==== DATA TO USE ====

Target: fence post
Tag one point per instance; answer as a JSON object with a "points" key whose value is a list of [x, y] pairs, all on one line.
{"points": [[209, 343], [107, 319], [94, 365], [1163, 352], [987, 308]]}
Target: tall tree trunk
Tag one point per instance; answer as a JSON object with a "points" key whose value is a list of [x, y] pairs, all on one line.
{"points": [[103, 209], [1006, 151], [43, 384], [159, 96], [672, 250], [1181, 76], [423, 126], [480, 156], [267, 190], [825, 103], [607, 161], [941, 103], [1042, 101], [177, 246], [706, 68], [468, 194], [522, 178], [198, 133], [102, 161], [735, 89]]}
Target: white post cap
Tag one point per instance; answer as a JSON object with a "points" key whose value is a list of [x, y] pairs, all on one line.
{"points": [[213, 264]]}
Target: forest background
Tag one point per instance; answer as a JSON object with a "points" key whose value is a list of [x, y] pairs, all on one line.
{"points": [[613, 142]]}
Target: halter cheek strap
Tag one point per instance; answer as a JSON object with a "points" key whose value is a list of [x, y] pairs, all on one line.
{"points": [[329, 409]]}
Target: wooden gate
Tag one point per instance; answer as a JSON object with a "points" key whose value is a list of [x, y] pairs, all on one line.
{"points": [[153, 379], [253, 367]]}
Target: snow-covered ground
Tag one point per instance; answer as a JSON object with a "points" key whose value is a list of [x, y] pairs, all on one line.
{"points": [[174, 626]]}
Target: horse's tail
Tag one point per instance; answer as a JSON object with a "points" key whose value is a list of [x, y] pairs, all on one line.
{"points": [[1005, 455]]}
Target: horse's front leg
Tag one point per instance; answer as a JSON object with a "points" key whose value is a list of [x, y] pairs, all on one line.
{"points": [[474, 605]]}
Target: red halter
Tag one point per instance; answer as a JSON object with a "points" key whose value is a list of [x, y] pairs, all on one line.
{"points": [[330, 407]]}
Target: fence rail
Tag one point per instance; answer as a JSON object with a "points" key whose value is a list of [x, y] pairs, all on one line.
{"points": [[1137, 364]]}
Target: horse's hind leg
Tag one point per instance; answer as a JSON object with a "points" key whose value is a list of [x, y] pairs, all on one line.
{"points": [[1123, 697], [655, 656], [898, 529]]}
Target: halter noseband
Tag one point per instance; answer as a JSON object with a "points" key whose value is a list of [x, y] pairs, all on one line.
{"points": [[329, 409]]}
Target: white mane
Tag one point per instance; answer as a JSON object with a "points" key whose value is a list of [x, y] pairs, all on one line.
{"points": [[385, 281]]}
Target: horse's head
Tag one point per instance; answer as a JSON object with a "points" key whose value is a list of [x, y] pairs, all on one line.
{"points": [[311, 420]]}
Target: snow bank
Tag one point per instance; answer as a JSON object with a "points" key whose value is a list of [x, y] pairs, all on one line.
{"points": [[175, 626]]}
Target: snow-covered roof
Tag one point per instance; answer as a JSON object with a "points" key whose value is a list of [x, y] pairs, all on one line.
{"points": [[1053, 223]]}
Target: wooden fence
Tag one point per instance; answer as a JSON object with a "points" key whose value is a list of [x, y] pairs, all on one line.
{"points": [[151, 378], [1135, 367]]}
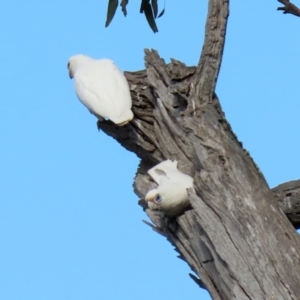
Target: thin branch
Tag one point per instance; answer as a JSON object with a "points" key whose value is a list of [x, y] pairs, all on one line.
{"points": [[289, 8]]}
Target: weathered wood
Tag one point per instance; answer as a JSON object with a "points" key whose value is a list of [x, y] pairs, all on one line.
{"points": [[288, 197], [236, 238]]}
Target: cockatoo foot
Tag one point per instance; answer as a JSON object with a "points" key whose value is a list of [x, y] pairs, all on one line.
{"points": [[100, 120]]}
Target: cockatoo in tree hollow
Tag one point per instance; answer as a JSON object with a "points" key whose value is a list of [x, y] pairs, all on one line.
{"points": [[171, 195], [102, 88]]}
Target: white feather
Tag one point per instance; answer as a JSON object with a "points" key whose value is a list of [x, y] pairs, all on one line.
{"points": [[102, 88], [172, 189]]}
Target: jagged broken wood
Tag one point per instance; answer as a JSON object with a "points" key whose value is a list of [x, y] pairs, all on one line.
{"points": [[235, 238]]}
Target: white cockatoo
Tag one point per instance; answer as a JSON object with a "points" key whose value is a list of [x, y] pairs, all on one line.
{"points": [[171, 195], [102, 88]]}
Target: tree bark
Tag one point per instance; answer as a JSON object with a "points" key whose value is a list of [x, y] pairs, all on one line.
{"points": [[235, 238]]}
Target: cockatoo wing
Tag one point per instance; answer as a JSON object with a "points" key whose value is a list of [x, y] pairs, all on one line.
{"points": [[104, 90]]}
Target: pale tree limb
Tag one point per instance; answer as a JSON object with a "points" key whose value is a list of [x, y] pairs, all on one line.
{"points": [[235, 238]]}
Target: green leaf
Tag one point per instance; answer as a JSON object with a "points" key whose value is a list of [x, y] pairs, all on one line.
{"points": [[147, 10], [111, 10], [123, 5]]}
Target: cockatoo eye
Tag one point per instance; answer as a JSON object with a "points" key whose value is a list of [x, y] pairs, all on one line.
{"points": [[158, 198]]}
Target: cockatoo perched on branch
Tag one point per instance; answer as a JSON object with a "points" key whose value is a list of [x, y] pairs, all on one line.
{"points": [[171, 195], [102, 88]]}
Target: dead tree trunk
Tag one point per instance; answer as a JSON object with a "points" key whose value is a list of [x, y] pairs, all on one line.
{"points": [[235, 238]]}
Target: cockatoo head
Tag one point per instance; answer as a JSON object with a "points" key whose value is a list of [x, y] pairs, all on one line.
{"points": [[77, 61], [172, 199]]}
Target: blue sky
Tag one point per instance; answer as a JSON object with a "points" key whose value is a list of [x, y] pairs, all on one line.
{"points": [[70, 226]]}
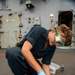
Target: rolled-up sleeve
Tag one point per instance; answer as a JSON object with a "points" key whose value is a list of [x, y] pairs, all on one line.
{"points": [[47, 58]]}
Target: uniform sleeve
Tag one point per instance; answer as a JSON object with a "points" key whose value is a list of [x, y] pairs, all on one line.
{"points": [[47, 58]]}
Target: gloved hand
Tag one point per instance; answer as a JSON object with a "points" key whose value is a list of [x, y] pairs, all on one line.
{"points": [[41, 73]]}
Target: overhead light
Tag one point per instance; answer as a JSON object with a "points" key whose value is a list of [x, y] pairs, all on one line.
{"points": [[29, 4], [10, 14], [51, 15]]}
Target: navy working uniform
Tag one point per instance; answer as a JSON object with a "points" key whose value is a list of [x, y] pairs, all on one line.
{"points": [[37, 36]]}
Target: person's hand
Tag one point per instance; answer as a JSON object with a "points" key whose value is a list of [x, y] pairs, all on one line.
{"points": [[41, 73]]}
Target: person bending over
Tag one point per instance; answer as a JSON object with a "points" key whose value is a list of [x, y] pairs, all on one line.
{"points": [[37, 43]]}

====

### WORK ORDER
When the line containing "Target: tall tree trunk" is reached, include it and stop. Until then, output each line of the entries exactly as given, starting from the first.

### WRITTEN ANSWER
Target: fence post
Tag one point per instance; answer as a JSON object with a "points" key whose value is a list of [x, y] pairs, all on one line.
{"points": [[209, 343], [107, 319], [94, 365], [1163, 352], [987, 308]]}
Target: tall tree trunk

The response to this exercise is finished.